**PROBLEMS AND TASKS**
[A] According to the thread on capitalizing the German ß, in what year did official German spelling add an upper-case form of ß?
[B] Reproduce the part of the ß thread starting with "IMO: the official" and going on through "haven't accepted it.".

Hacker News new | past | comments | ask | show | jobs | submit login




While we're having fun with that:

    # Capitalising an eszett changes the string length.
    >>> "straße".upper()
    'STRASSE'
    
    # If you don't specify the locale, round-trip upper/lower case
    # messes up the dotless i used in turkic languages.
    >>> 'ı'.upper().lower()
    'i'


Up until a few years ago, the first conversion would have been the official way to write a German word that contains the ligature ß (a lower-case letter) in all caps, because there was no corresponding upper-case letter. However, in 2017, an upper-case variant [1] was introduced into the official German orthography, so the conversion cited here should no longer be necessary.

[1] https://en.wikipedia.org/wiki/Capital_%E1%BA%9E


The upper-case ẞ remains very unconventional, and the Unicode casing algorithm continues to specify upper-case conversion to SS.


Correct. This raises the question what should be the basis of the Unicode casing algorithm: what is commonly practiced by users of a specific language (how to measure this reliably in less clear cases than this one?) or what an official "specification" of the language defines (if such a thing exists, and is widely accepted, especially when the language is spoken in more than one country)?


IMO: the official specification. If it doesn't match common usage after some time, the spec should be revised.

Pretty sure the actual question would be: what if there are multiple conflicting official specs?


> If it doesn't match common usage after some time, the spec should be revised

Well, the problem with any kind of language spec change is that it can take decades until it gets accepted widely.

Young people are the first adopters as they get it force-fed by schools, but getting the age bracket 40+ to adopt is a real challenge. Germany's 1996 project led to years-long battles and partial reversals in 2004/06, and really old people to this day haven't accepted it.


It is extremely unusual, and the addition to Unicode was very controversial.

Basically, some type designers liked to play with capital ß and thought it cool to have it included into Unicode. There was a whole campaign for inclusion, and it was a big mistake.

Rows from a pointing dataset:
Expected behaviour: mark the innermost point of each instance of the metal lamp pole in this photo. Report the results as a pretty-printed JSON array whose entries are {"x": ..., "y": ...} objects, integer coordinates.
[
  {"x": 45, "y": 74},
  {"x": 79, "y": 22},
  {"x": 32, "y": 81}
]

**SOLUTIONS TO THE PROBLEMS**
[A] 2017.

[B]
IMO: the official specification. If it doesn't match common usage after some time, the spec should be revised.

Pretty sure the actual question would be: what if there are multiple conflicting official specs?


> If it doesn't match common usage after some time, the spec should be revised

Well, the problem with any kind of language spec change is that it can take decades until it gets accepted widely.

Young people are the first adopters as they get it force-fed by schools, but getting the age bracket 40+ to adopt is a real challenge. Germany's 1996 project led to years-long battles and partial reversals in 2004/06, and really old people to this day haven't accepted it.